-- Exercise details --
Search the listing below for the word "white" and copy each line that holds it.

-- Data extracts --
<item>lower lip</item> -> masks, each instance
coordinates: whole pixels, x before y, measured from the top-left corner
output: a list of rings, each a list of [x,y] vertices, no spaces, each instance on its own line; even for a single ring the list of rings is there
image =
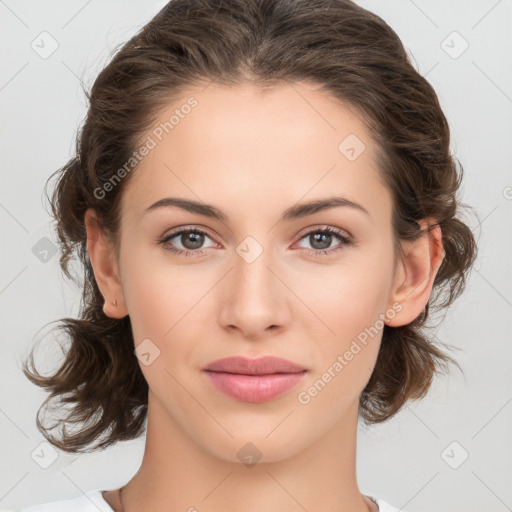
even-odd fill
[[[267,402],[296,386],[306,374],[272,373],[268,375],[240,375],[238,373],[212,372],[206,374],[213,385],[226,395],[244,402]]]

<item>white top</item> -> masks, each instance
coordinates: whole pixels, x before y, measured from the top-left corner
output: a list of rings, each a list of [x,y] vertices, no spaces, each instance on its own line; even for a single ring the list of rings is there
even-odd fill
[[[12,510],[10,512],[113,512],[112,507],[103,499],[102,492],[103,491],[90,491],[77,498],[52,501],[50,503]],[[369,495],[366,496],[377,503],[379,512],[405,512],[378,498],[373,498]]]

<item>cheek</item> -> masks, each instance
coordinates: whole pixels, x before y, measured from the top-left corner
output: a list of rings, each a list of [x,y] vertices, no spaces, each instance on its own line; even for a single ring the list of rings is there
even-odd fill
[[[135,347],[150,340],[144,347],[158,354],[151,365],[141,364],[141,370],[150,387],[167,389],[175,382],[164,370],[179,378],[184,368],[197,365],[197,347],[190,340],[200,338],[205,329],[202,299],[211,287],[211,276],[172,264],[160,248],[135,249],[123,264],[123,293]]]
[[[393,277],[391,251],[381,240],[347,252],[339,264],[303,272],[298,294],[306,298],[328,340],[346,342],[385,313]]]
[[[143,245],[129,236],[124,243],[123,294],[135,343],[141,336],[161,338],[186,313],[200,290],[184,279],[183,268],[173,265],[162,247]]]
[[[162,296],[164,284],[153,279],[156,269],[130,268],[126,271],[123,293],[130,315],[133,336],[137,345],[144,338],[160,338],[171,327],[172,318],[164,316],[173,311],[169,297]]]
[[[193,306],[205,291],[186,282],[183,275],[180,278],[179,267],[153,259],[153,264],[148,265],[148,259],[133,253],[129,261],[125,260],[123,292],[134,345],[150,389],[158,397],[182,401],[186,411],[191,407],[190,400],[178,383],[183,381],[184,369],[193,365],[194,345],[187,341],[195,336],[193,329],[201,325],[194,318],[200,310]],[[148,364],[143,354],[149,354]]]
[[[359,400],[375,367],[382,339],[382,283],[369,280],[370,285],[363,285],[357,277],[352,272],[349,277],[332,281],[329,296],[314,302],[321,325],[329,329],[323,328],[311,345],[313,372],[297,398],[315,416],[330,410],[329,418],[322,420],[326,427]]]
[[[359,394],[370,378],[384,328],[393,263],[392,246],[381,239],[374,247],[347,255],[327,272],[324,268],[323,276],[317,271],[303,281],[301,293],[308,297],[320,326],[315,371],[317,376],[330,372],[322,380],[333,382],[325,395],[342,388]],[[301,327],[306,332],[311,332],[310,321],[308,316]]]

==

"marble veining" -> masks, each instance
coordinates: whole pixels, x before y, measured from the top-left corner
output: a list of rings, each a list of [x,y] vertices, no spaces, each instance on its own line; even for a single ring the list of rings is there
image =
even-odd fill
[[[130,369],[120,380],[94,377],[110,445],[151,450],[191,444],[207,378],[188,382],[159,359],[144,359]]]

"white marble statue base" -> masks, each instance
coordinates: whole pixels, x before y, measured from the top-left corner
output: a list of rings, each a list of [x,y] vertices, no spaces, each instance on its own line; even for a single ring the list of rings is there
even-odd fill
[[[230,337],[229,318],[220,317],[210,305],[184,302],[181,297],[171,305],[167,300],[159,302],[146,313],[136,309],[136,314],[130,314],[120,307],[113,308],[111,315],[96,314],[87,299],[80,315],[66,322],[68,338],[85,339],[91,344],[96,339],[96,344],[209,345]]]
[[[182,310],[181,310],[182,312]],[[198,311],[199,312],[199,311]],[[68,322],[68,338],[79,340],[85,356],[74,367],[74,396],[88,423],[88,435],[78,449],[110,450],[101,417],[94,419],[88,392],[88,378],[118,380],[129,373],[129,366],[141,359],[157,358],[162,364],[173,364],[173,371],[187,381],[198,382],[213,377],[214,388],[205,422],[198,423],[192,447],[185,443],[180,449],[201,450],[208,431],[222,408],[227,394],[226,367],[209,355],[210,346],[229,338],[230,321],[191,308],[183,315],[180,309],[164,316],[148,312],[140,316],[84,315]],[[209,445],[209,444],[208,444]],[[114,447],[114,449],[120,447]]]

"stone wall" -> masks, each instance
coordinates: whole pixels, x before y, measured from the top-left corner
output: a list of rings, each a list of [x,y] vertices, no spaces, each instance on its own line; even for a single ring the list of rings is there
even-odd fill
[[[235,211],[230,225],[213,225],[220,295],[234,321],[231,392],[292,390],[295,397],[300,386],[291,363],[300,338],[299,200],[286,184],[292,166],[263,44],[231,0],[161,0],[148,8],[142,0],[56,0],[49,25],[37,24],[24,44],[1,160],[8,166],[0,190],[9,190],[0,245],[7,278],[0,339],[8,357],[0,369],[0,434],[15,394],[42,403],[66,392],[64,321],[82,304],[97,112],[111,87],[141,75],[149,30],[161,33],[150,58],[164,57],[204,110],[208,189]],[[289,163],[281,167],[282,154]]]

* * *

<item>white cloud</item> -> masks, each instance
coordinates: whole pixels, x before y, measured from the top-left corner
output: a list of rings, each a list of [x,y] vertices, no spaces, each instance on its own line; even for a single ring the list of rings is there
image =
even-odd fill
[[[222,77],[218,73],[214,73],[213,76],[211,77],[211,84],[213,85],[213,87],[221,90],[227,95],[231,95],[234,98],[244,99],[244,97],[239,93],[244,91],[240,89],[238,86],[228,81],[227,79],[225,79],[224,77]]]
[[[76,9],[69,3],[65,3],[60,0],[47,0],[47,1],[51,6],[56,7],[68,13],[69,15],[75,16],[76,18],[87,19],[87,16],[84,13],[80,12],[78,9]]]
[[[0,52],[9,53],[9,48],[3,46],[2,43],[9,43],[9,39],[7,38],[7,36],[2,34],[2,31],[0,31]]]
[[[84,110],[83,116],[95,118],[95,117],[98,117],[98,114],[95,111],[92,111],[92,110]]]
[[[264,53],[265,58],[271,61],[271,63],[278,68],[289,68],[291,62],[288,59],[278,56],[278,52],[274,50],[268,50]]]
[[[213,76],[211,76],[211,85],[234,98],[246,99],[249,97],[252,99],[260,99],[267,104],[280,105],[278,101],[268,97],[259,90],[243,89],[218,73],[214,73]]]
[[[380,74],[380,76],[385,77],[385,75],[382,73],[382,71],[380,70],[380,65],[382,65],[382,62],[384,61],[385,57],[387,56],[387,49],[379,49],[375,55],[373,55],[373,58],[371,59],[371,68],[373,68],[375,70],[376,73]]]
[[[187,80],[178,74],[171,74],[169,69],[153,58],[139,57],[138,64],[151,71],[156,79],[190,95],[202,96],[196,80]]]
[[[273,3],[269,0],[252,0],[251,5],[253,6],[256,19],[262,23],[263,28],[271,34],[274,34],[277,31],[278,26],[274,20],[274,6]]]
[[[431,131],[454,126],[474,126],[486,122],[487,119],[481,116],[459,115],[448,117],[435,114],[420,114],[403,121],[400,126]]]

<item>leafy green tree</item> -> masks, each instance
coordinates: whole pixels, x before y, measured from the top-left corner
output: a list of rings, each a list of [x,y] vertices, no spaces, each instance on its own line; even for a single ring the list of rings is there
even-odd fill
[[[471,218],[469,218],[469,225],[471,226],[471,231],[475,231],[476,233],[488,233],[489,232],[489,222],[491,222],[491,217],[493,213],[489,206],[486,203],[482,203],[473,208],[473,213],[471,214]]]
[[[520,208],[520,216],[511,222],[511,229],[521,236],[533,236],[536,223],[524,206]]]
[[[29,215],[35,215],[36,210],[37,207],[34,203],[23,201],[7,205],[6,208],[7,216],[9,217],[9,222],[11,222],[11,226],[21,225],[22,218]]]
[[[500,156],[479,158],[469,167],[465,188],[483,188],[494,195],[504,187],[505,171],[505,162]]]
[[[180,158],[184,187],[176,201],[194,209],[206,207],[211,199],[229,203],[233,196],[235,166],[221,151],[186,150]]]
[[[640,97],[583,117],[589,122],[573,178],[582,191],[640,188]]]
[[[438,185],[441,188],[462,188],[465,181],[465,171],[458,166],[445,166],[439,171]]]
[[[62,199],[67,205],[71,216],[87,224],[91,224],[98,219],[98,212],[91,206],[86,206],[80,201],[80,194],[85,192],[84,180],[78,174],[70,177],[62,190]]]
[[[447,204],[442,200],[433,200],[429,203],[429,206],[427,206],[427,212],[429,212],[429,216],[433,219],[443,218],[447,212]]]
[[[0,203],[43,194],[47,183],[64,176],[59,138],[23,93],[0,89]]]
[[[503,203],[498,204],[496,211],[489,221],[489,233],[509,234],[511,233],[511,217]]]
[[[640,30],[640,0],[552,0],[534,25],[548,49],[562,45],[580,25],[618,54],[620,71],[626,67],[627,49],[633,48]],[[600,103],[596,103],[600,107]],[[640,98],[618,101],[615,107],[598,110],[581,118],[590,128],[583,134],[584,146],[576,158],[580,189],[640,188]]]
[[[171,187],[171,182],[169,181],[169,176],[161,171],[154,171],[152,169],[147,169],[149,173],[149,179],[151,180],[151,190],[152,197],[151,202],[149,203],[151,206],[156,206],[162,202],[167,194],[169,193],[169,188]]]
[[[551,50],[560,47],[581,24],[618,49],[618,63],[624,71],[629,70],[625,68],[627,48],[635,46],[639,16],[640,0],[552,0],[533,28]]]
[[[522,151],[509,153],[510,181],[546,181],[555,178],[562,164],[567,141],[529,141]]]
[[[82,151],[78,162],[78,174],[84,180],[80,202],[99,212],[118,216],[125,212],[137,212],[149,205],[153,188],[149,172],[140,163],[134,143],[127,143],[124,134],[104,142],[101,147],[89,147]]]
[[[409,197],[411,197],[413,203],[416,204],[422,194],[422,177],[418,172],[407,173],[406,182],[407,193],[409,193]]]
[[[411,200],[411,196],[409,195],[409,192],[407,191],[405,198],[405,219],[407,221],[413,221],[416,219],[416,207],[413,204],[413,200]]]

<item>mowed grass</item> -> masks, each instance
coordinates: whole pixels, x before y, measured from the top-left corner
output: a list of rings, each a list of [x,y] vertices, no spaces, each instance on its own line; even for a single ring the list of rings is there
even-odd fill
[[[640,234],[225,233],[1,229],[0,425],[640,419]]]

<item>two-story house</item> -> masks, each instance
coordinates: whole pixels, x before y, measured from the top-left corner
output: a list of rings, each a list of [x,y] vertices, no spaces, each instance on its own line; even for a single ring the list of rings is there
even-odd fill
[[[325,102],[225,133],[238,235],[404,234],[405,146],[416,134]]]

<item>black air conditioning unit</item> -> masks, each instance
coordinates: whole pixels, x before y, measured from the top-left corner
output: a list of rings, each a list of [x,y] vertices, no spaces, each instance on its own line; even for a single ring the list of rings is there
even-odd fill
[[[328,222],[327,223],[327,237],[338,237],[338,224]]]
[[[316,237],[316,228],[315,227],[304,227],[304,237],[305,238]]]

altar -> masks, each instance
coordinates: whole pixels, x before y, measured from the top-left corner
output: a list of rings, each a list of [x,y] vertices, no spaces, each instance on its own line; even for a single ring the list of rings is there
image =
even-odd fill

-- Exercise solution --
<item>white top</item> -> masks, each instance
"white marble statue base" -> masks, each instance
<item>white cloud</item> -> masks, each instance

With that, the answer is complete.